§ SOURCE EXTRACT
◆ ◆ ◆ ◆ ◆ ◆ ◆

Also, they might enjoy each woman for specific reasons...Angela because she's beautiful and he likes to show her off on his arm when they go out, Barbara because she's sporty and they can bike ride and go rock climbing together, Christine because she's funny and a great cook and he likes hanging out at home watching DVD's cuddling on the couch with her, and Danielle because she's a sexual dynamo.

 

They might one day meet an 'all-purpose' woman and drop the rest, or maybe they don't even want that if they like this lifestyle of having multiple women to satisfy all their needs and wants.

 

My other question is, what does it say about the women who are involved with these men and know that they are involved with others? (and in the examples I'm giving, they DO know he is physically involved with others) Do the women think that they will be the one to change him? Do they just not care? How do these women stay detached? How do they engage in intimacy without feeling anything?
They might be seeing multiple people as well, or they might not be totally into him but are just dating to date. Some women can't be without a man for any length of time.

 

Other women aren't looking for a commitment - not all women are.

  • Author
Posted
Men who don't want to commit, or who don't want to commit to any of those specific women do this. They can switch back and forth because they aren't particularly into any of them or they're only partially into them for specific reasons, and they compartmentalize easily. It's like you might be with your friends - just because you go to the movies with one tonight, doesn't mean you can't enjoy dinner tomorrow night with a different friend.

 

Thanks Norajane, this made it really understandable. It makes a lot of sense now.

 

They might be seeing multiple people as well, or they might not be totally into him but are just dating to date. Some women can't be without a man for any length of time.

 

Other women aren't looking for a commitment - not all women are.

 

The reason that I asked that question is that women are likely to get attached to men and supposedly there's a chemical reason for it even. I can understand seeing multiple people as I do that myself but I can't sleep with multiple people. And besides, there are so very few that ever strike me enough that I want to go that far with.

  • Author
Posted

There is nothing to understand, each person has their own way with managing their relationships. I don't have enough fingers to count all the 'little relationships' (as you called them) that I'm having right now...

 

I guess everyone is different in whom they choose because it's rare for me to find a guy whom I find enough chemistry with to want to sleep with. Therefore, it'd be difficult to be sleeping with many people at once.

 

I have absolutely no problem with them being involved with other women, I am involved with other men and they know it.. no big deal.

 

So then you don't see it as intimacy?

◆ ◆ ◆ ◆ ◆ ◆ ◆

§ WHAT THIS EXERCISE ASKS
A – Reproduce the passage of the forum thread on dating several people at once, starting at "My other question" and ending at "without feeling anything?".
B – In the forum thread on dating several people at once, one poster says "it'd be difficult to be sleeping with many people at once." Explain why that poster says this.
C – Answer these questions about the forum thread on dating several people at once:
(i) What two activities does the thread say a man might do with Barbara because she is sporty?
(ii) What does the thread say some women can't be without for any length of time?
(iii) In the comparison with friends, what two outings are mentioned?

[Point localization data]
◆ ◆ ◆ ◆ ◆ ◆ ◆

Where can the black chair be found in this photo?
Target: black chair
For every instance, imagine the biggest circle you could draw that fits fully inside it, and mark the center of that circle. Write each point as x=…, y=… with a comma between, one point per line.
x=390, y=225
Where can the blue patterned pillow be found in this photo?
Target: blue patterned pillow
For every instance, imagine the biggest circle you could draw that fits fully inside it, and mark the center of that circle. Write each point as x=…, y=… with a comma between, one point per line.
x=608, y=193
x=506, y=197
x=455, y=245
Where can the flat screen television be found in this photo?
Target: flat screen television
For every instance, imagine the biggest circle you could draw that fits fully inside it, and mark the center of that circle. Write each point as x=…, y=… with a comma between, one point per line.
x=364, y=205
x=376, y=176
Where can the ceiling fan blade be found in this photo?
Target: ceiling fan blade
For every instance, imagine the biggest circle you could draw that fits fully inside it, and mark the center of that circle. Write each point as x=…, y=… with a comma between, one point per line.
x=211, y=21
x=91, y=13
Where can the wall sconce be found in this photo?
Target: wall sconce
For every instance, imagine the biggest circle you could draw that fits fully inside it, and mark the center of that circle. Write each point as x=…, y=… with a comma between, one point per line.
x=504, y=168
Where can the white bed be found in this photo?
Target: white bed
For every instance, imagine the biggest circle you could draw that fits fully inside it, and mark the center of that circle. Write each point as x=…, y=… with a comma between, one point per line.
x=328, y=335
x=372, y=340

◆ ◆ ◆ ◆ ◆ ◆ ◆

§ WRITTEN ANSWERS
A –
My other question is, what does it say about the women who are involved with these men and know that they are involved with others? (and in the examples I'm giving, they DO know he is physically involved with others) Do the women think that they will be the one to change him? Do they just not care? How do these women stay detached? How do they engage in intimacy without feeling anything?

B – It is rare for that poster to find a guy with enough chemistry to want to sleep with him. Because of this, sleeping with many people at once would be difficult.

C –
(i) Bike riding and rock climbing.
(ii) A man.
(iii) Going to the movies with one friend tonight and dinner tomorrow night with a different friend.